* [DIRECTIONS]:
Retype the records below exactly as given, but only from the first line through the line with "written like <point>237,351</point>.", and without the pictures.

* [PROVIDED MATERIAL]:

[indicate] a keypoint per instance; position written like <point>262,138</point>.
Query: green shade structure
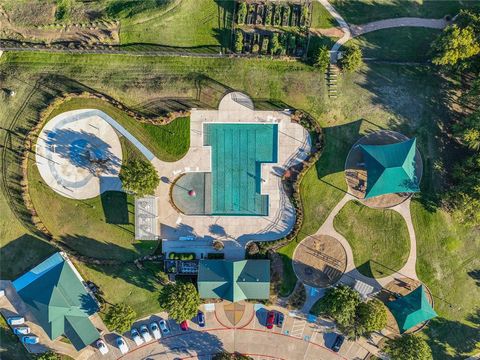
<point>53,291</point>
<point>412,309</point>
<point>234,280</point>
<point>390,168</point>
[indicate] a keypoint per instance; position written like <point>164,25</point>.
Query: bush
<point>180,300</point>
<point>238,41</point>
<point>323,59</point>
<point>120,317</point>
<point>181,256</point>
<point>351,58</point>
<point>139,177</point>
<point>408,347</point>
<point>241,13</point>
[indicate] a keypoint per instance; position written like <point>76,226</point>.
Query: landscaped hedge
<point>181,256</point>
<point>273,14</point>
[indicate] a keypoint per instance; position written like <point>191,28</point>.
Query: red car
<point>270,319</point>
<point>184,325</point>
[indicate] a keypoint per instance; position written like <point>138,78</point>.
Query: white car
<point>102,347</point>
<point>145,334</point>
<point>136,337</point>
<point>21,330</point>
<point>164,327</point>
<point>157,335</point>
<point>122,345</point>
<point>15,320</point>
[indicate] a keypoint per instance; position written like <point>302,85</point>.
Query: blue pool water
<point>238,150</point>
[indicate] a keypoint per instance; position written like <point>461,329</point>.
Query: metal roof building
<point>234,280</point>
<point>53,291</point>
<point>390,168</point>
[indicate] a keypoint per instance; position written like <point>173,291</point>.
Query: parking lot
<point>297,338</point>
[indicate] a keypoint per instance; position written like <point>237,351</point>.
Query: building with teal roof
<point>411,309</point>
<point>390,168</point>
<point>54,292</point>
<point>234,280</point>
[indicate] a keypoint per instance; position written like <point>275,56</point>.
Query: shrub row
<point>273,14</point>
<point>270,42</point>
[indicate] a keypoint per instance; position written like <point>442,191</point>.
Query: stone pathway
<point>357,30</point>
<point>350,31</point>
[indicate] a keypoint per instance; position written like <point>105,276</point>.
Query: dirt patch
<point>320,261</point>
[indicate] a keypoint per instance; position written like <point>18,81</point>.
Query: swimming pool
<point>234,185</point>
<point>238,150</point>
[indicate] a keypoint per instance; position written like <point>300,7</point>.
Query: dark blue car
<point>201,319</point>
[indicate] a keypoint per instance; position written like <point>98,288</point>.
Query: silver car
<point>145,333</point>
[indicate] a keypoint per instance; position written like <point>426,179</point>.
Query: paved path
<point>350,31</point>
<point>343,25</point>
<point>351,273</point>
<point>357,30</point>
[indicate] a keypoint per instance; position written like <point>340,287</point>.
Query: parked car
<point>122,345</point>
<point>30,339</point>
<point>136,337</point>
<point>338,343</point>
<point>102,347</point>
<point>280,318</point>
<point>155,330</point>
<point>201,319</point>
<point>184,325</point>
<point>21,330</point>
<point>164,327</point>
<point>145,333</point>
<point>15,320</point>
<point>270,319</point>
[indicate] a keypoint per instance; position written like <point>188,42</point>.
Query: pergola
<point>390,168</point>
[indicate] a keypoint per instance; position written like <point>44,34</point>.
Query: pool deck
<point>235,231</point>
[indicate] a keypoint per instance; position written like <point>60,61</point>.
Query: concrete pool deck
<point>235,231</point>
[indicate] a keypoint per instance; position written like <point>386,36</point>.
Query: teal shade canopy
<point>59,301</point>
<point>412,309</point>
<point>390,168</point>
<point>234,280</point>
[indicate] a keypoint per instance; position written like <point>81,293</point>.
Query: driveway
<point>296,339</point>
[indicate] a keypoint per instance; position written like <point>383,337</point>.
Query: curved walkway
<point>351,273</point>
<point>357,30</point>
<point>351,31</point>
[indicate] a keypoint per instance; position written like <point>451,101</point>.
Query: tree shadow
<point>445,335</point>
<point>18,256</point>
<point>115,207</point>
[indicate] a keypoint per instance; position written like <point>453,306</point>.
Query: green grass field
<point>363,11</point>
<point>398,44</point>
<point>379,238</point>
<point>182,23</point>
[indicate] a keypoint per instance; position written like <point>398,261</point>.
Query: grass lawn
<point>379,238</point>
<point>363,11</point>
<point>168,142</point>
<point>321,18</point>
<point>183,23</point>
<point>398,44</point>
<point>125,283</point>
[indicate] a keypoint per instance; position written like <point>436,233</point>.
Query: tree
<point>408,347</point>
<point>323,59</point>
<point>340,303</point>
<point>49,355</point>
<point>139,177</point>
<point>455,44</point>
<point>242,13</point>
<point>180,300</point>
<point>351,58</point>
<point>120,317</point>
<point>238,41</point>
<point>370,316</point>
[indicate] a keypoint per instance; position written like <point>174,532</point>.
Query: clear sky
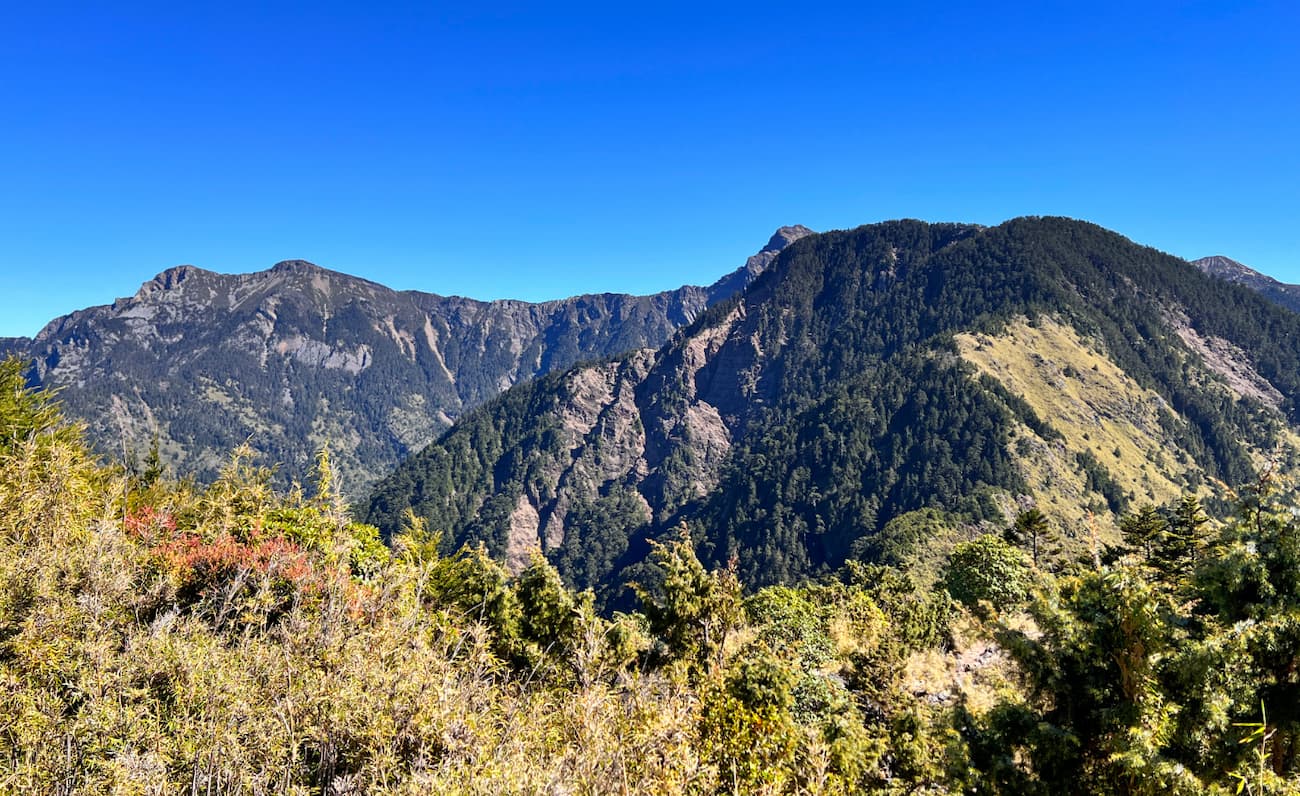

* [REPLY TO THE TASK]:
[indicate] a keypoint per instance; position written like <point>262,138</point>.
Query: green shade structure
<point>53,291</point>
<point>412,309</point>
<point>234,280</point>
<point>390,168</point>
[indicate] a keypoint per instance; position written like <point>164,25</point>.
Query: bush
<point>180,300</point>
<point>238,41</point>
<point>323,59</point>
<point>120,317</point>
<point>181,256</point>
<point>351,58</point>
<point>139,177</point>
<point>408,347</point>
<point>241,13</point>
[indicate] a keypoint per instance; position written like <point>76,226</point>.
Query: landscaped hedge
<point>181,256</point>
<point>273,14</point>
[indicate] a keypoint per instance; position written like <point>191,28</point>.
Query: red car
<point>270,319</point>
<point>184,325</point>
[indicate] a keypoint per instance; position written like <point>138,78</point>.
Query: white car
<point>102,347</point>
<point>145,334</point>
<point>136,337</point>
<point>21,330</point>
<point>164,327</point>
<point>157,335</point>
<point>122,345</point>
<point>15,320</point>
[indicate] a keypoint per instance; position written like <point>302,85</point>.
Query: blue pool water
<point>238,150</point>
[indicate] a keypoint per instance; position written like <point>461,329</point>.
Query: metal roof building
<point>234,280</point>
<point>53,291</point>
<point>390,168</point>
[indicate] a keypoint per instance; position written like <point>173,291</point>.
Query: parking lot
<point>297,338</point>
[indicate] a keypoint per instance; position written like <point>237,351</point>.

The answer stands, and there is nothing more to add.